WORK TASK A: In the reply about anxiety and chest pressure, what does frequent swallowing of air cause?
WORK TASK B: Retype the part of the reply about anxiety between "Hi Bookmama20, I'm" and "to go somewhere.", inclusive.
Segment Start: TEXT FOR ANALYSIS
Hi Bookmama20, I'm not surprised that your anxiety is spiraling out of control with all that has been going on in your life. You are carrying a lot of weight on your shoulders which I think may have produced some of the physical symptoms you have been experiencing.

After all, that stress needs to go somewhere.

The positive side of it all is that you have had all the major testing done for your heart and they came back with everything being okay. Your concerns and doubt have to do with your chest pressure. But you need to assure yourself that it may very well be coming from anxiety and nothing more. Anxiety can cause chest pressure for several reasons. One of them being hyperventilation because of your fear which makes the chest feel tight. Another reason can be coming from the Brain/Gut interconnection which can cause chest

tightness from overproduction of stomach acids and GERDS. And last but not least could

be coming from frequent swallowing of AIR due to your nervousness causing bloating and pressure.

Until you are able to settle your mind down some, your muscles and nervous system will

continue to stay in overdrive. Right now, with your clean bill of heart health, it's time for

you to work on your emotional issues. Can worry pay the bills, get you a job any faster??
Segment End: TEXT FOR ANALYSIS
Segment Start: EXCERPTED DATA
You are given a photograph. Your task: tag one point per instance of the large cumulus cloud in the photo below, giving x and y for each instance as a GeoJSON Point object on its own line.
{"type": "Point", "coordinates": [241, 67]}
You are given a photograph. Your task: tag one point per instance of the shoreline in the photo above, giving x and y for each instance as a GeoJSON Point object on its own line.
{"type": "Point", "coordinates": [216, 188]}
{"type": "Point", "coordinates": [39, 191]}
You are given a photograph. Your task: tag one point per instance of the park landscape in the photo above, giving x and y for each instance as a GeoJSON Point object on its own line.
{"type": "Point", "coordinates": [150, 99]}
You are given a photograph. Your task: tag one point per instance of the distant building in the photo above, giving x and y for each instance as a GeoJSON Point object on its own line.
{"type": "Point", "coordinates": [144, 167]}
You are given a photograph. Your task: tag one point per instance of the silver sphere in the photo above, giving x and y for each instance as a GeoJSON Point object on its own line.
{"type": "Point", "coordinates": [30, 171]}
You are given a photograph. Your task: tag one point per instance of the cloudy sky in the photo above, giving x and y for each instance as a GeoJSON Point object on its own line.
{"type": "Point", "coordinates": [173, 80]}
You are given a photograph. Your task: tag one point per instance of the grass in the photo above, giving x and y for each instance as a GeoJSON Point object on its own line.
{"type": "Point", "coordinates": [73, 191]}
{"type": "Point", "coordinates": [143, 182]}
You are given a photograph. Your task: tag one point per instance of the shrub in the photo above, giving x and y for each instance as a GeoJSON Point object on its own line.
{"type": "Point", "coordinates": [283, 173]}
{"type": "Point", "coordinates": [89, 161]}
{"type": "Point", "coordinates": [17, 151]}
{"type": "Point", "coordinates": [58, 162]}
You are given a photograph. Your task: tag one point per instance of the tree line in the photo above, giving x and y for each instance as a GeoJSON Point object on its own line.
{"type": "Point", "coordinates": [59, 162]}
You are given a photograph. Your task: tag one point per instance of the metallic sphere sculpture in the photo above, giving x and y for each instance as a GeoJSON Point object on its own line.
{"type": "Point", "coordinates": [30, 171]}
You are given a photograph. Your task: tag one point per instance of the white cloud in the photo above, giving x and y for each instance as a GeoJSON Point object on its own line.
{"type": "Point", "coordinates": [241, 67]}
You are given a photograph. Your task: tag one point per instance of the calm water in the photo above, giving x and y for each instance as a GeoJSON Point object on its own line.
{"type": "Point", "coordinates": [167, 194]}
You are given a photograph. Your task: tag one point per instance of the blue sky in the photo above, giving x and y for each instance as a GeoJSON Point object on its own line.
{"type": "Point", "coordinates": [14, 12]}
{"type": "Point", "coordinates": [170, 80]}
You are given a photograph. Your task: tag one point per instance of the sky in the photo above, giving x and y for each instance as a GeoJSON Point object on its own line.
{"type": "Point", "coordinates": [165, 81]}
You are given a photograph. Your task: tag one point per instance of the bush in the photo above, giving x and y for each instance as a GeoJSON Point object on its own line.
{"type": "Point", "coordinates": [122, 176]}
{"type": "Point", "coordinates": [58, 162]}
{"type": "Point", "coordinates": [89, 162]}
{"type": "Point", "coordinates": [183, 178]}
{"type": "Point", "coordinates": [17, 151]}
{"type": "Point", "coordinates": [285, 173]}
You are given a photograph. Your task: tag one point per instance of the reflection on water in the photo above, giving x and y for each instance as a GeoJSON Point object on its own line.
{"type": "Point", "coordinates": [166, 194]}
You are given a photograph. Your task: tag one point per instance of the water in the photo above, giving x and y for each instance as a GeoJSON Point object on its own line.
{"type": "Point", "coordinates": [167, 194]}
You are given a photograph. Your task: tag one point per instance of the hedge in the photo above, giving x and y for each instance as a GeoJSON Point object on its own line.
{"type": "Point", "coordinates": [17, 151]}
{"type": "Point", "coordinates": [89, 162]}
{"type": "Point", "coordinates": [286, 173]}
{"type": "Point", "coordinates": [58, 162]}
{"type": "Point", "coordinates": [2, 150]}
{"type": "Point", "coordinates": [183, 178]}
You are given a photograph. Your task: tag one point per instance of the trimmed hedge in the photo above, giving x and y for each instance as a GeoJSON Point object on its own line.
Segment End: EXCERPTED DATA
TASK OUTPUT A: Bloating and pressure.

TASK OUTPUT B:
Hi Bookmama20, I'm not surprised that your anxiety is spiraling out of control with all that has been going on in your life. You are carrying a lot of weight on your shoulders which I think may have produced some of the physical symptoms you have been experiencing.

After all, that stress needs to go somewhere.